For the records below, report how many lines include "plant", with no accompanying text.

[DATASET Boundary: Start]

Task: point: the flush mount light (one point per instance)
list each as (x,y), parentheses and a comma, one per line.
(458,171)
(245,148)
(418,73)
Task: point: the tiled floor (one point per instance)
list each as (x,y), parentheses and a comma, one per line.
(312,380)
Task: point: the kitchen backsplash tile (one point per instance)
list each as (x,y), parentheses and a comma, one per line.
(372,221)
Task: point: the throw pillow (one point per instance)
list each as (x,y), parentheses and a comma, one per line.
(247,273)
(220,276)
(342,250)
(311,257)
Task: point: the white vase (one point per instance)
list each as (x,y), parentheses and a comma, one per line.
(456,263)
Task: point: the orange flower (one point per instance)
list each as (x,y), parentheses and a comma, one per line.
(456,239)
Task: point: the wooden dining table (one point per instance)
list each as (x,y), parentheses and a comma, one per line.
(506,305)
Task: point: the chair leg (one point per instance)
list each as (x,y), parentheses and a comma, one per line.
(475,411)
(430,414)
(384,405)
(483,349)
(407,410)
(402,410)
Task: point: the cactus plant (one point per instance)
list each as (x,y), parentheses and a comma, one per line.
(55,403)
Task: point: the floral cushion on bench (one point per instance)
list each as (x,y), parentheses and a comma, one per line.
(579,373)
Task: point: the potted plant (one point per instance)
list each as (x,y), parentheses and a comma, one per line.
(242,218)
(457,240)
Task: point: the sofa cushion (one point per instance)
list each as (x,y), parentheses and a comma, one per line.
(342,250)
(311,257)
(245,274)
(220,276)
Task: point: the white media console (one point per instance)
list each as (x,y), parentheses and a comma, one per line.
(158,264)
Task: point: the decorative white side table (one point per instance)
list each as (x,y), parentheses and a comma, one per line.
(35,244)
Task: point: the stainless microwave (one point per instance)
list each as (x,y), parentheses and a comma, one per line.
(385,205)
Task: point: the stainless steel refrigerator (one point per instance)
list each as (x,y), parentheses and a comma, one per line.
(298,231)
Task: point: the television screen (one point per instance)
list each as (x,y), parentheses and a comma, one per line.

[DATASET Boundary: End]

EXERCISE ANSWER:
2